→ TASK TO CARRY OUT
Rewrite the records below with every "with a pin" changed to "with a marker", leaving everything else unchanged.

→ DATA RECORDS
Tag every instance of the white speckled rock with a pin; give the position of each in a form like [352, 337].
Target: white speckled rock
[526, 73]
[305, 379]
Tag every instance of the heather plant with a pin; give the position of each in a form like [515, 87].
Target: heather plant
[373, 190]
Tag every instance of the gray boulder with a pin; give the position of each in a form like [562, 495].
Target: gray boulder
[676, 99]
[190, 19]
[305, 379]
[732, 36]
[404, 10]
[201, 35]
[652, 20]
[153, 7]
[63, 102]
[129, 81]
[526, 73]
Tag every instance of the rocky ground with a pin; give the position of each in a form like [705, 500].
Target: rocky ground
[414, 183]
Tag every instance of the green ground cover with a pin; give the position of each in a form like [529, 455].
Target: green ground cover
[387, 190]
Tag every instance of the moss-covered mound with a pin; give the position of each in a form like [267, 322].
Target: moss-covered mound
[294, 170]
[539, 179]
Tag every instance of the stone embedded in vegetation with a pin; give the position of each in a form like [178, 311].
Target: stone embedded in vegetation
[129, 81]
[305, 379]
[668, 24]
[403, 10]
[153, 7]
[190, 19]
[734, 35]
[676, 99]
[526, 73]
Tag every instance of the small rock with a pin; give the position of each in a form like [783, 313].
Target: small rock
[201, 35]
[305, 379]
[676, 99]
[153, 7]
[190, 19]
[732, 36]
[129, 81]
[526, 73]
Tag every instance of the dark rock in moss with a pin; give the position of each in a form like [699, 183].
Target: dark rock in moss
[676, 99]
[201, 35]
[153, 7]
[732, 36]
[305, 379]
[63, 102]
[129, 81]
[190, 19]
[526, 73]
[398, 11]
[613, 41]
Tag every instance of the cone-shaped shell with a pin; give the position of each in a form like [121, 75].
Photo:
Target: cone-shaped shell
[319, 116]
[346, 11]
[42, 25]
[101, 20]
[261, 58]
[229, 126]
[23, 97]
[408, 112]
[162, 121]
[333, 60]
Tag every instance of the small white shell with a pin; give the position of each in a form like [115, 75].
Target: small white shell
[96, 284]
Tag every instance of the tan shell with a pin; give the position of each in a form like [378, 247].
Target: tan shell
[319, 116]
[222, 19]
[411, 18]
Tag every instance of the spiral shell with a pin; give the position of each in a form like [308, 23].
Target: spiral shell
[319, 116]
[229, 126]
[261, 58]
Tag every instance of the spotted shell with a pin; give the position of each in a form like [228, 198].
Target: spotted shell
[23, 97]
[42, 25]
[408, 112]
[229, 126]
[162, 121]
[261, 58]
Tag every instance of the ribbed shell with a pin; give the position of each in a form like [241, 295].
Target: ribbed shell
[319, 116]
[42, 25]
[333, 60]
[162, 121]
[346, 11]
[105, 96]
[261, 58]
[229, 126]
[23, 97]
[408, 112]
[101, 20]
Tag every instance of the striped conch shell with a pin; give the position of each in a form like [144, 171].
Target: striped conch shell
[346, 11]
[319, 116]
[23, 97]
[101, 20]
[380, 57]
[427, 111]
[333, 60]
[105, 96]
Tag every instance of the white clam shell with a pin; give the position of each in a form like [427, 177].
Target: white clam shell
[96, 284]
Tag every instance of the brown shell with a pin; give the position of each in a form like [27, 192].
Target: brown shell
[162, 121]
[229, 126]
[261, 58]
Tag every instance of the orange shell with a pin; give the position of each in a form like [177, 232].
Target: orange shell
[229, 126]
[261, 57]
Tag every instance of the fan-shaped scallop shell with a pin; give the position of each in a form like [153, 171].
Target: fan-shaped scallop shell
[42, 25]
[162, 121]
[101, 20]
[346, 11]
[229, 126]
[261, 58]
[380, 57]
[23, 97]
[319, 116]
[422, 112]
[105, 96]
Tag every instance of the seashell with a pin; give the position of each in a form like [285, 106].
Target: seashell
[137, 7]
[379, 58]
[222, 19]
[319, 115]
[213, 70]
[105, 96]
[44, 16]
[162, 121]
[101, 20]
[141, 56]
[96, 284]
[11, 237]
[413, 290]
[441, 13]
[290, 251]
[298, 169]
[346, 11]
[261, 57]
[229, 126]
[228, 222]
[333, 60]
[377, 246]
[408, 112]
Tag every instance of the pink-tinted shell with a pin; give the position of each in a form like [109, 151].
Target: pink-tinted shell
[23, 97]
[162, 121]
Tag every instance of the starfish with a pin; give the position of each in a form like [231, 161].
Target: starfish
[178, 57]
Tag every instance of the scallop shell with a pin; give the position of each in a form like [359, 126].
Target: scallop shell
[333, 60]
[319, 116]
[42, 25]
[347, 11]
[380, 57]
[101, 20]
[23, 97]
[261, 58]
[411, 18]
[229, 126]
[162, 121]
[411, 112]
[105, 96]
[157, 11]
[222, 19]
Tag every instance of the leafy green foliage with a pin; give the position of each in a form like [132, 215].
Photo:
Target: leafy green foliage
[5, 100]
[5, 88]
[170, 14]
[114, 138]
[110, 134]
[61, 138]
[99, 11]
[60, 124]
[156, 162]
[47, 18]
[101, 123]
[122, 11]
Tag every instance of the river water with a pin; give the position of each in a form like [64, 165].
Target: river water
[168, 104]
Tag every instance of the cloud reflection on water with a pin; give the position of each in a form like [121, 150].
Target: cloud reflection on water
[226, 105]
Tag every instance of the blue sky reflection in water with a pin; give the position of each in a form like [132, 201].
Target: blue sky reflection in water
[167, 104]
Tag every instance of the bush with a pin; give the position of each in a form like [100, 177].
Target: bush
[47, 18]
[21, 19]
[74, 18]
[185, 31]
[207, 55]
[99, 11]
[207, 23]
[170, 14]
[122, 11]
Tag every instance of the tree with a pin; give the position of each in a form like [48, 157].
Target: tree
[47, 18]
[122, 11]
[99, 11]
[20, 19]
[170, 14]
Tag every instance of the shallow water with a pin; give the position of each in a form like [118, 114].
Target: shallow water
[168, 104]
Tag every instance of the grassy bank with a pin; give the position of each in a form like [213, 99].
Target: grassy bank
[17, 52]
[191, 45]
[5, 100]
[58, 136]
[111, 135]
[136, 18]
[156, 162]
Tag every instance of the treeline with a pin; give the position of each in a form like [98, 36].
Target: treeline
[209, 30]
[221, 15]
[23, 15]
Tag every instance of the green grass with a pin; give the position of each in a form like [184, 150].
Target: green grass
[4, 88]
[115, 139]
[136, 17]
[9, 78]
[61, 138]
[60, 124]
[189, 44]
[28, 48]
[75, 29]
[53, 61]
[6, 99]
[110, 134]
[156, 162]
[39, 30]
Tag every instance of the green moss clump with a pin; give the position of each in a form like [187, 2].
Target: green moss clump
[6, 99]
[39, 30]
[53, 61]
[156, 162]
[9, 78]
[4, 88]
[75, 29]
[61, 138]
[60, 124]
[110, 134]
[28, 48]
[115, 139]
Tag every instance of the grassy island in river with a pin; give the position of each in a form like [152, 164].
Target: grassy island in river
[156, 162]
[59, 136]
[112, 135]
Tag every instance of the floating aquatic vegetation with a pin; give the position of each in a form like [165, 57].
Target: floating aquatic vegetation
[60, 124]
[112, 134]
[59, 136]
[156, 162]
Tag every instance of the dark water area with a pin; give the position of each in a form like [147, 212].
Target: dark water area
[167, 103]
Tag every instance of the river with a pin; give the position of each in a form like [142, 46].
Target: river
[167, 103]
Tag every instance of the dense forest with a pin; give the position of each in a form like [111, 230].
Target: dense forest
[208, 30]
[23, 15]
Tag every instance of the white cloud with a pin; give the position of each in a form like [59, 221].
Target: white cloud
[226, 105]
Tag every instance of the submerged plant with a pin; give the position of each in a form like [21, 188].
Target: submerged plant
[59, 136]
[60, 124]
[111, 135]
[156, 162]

→ THE ANSWER
Tag every instance of the white speckled rock with a marker; give the position of each in a form like [352, 337].
Target: white speckled rock
[526, 73]
[305, 379]
Tag every instance of the heather plant with a marker; give the position of each in a form like [515, 87].
Target: heather plant
[373, 190]
Tag every instance of the gray boulder with a marker; give the position of each in a form like [562, 495].
Target: gray boulder
[676, 99]
[190, 19]
[305, 379]
[732, 36]
[404, 10]
[201, 35]
[652, 20]
[153, 7]
[63, 102]
[129, 81]
[526, 73]
Tag every instance of the rocky ground with a marker; give the position of each in a form like [705, 500].
Target: rocky ground
[414, 183]
Tag every instance of the green ground cover with a marker; give the position of each in a form like [529, 455].
Target: green ground cover
[387, 190]
Tag every instance of the moss-covered mound with a marker; give the position of each in a form like [267, 322].
Target: moss-covered mound
[294, 170]
[539, 179]
Tag every instance of the stone embedded in vegetation with a marker; give the position of each in a form like [178, 311].
Target: stone embedded in vegetation
[129, 81]
[305, 379]
[668, 24]
[403, 10]
[153, 7]
[190, 19]
[734, 35]
[676, 99]
[526, 73]
Tag every instance of the small rock with a marker; give the position of each in a form like [783, 313].
Target: small rock
[201, 35]
[305, 379]
[676, 99]
[153, 7]
[190, 19]
[732, 36]
[129, 81]
[526, 73]
Tag every instance of the dark rock in moss with a marker; give the position of each in a form like [699, 183].
Target: dark rock in moss
[676, 99]
[201, 35]
[153, 7]
[732, 36]
[305, 379]
[63, 102]
[129, 81]
[190, 19]
[526, 73]
[398, 11]
[613, 41]
Tag every instance of the cone-shaped shell with a marker; give the position of each in a form like [121, 75].
Photo:
Target: cone-shaped shell
[319, 116]
[346, 11]
[42, 25]
[101, 20]
[261, 58]
[229, 126]
[23, 97]
[408, 112]
[162, 121]
[333, 60]
Tag every instance of the small white shell with a marker; give the position of each in a form like [115, 75].
Target: small white shell
[96, 284]
Tag every instance of the tan shell with a marker; give the position of each in a form like [378, 247].
Target: tan shell
[319, 116]
[222, 19]
[411, 18]
Tag every instance of the spiral shell with a marker; give the position of each in a form like [308, 23].
Target: spiral shell
[319, 116]
[229, 126]
[261, 58]
Tag every instance of the spotted shell with a marker; give the position of each in a form like [228, 198].
Target: spotted shell
[23, 97]
[42, 25]
[408, 112]
[229, 126]
[162, 121]
[261, 58]
Tag every instance of the ribbed shell with a marker; give the position of each in a form like [241, 295].
Target: ribbed shell
[319, 116]
[42, 25]
[333, 60]
[162, 121]
[346, 11]
[105, 96]
[261, 58]
[229, 126]
[23, 97]
[408, 112]
[101, 20]
Tag every instance of the striped conch shell with a marker; give the position of each in a form like [144, 171].
Target: striped conch shell
[346, 11]
[319, 116]
[23, 97]
[101, 20]
[380, 57]
[427, 111]
[333, 60]
[105, 96]
Tag every instance of the white clam shell with a marker; give the position of each in a form like [427, 177].
Target: white clam shell
[96, 284]
Tag every instance of the brown shell with a marker; give the position of each in a form like [27, 192].
Target: brown shell
[162, 121]
[229, 126]
[261, 58]
Tag every instance of the orange shell with a marker; give the position of each in a form like [177, 232].
Target: orange shell
[229, 126]
[261, 57]
Tag every instance of the fan-shaped scallop shell with a marker; give the position of each in a form like [153, 171].
Target: fan-shaped scallop shell
[42, 25]
[162, 121]
[101, 20]
[346, 11]
[229, 126]
[261, 58]
[380, 57]
[23, 97]
[319, 116]
[422, 112]
[105, 96]
Tag every instance of the seashell with a marker; give the position of each in a form like [285, 106].
Target: seashell
[137, 7]
[379, 58]
[222, 19]
[319, 115]
[213, 70]
[105, 96]
[44, 16]
[162, 121]
[101, 20]
[141, 56]
[96, 284]
[11, 237]
[413, 290]
[441, 13]
[290, 251]
[298, 169]
[346, 11]
[261, 57]
[229, 126]
[228, 222]
[333, 60]
[377, 246]
[408, 112]
Tag every instance of the pink-tinted shell with a marker; give the position of each in a form like [109, 151].
Target: pink-tinted shell
[23, 97]
[162, 121]
Tag every instance of the starfish with a marker; give the position of each in a form like [231, 161].
Target: starfish
[178, 57]
Tag every instance of the scallop shell with a marker; give the position of each in a form like [359, 126].
Target: scallop shell
[333, 60]
[319, 116]
[42, 25]
[347, 11]
[380, 57]
[101, 20]
[23, 97]
[261, 58]
[411, 18]
[229, 126]
[162, 121]
[411, 112]
[105, 96]
[157, 11]
[222, 19]
Tag every instance of the leafy green foliage with a marker; give the position of each in a form like [132, 215].
Photo:
Target: leafy green foliage
[5, 100]
[5, 88]
[170, 14]
[114, 138]
[110, 134]
[61, 138]
[99, 11]
[60, 124]
[156, 162]
[47, 18]
[101, 123]
[122, 11]
Tag every instance of the river water with a marker; give the position of each in a form like [64, 165].
Target: river water
[168, 104]
Tag every instance of the cloud reflection on water with a marker; give the position of each in a form like [121, 150].
Target: cloud reflection on water
[226, 105]
Tag every instance of the blue sky reflection in water with a marker; give the position of each in a form like [132, 201].
Target: blue sky reflection in water
[167, 104]
Tag every instance of the bush with a marker; give the position of each in a form like [100, 177].
Target: bush
[47, 18]
[21, 19]
[74, 18]
[185, 31]
[207, 55]
[99, 11]
[207, 23]
[170, 14]
[122, 11]
Tag every instance of the tree with a marker; give the position of each in a form like [48, 157].
Target: tree
[47, 18]
[122, 11]
[99, 11]
[20, 19]
[170, 14]
Tag every instance of the shallow water with a marker; give the position of each in a form like [118, 114].
Target: shallow water
[168, 104]
Tag every instance of the grassy bank with a marker; give the position of each in a form like [213, 99].
Target: grassy bank
[17, 52]
[191, 45]
[5, 100]
[58, 136]
[111, 135]
[136, 18]
[156, 162]
Tag every instance of the treeline with a marker; give the position of each in a form like [98, 36].
Target: treeline
[209, 30]
[221, 15]
[23, 15]
Tag every instance of the green grass with a marker; give the position of each in a form like [184, 150].
Target: green grass
[4, 88]
[115, 139]
[136, 17]
[9, 78]
[61, 138]
[60, 124]
[189, 44]
[28, 48]
[75, 29]
[53, 61]
[6, 99]
[110, 134]
[156, 162]
[39, 30]
Tag every instance of the green moss clump with a marker; give the position of each in a form like [187, 2].
Target: green moss clump
[6, 99]
[39, 30]
[53, 61]
[156, 162]
[9, 78]
[4, 88]
[75, 29]
[61, 138]
[60, 124]
[110, 134]
[28, 48]
[115, 139]
Tag every instance of the grassy island in river with a marker; give the position of each in a form like [152, 164].
Target: grassy island in river
[156, 162]
[59, 136]
[112, 135]
Tag every instance of the floating aquatic vegetation with a marker; give the position of each in a form like [165, 57].
Target: floating aquatic vegetation
[60, 124]
[112, 134]
[59, 136]
[156, 162]
Tag every instance of the dark water area with a marker; give the position of each in a form like [147, 212].
Target: dark water area
[167, 103]
Tag every instance of the river with a marker; give the position of each in a form like [142, 46].
Target: river
[167, 103]
Tag every instance of the dense forest with a marker; give the position of each in a form like [111, 230].
Target: dense forest
[208, 30]
[23, 15]
Tag every instance of the white cloud with a marker; give the position of each in a form like [59, 221].
Target: white cloud
[226, 105]
Tag every instance of the submerged plant with a marker; give the position of each in a form like [21, 188].
Target: submerged plant
[59, 136]
[60, 124]
[111, 135]
[156, 162]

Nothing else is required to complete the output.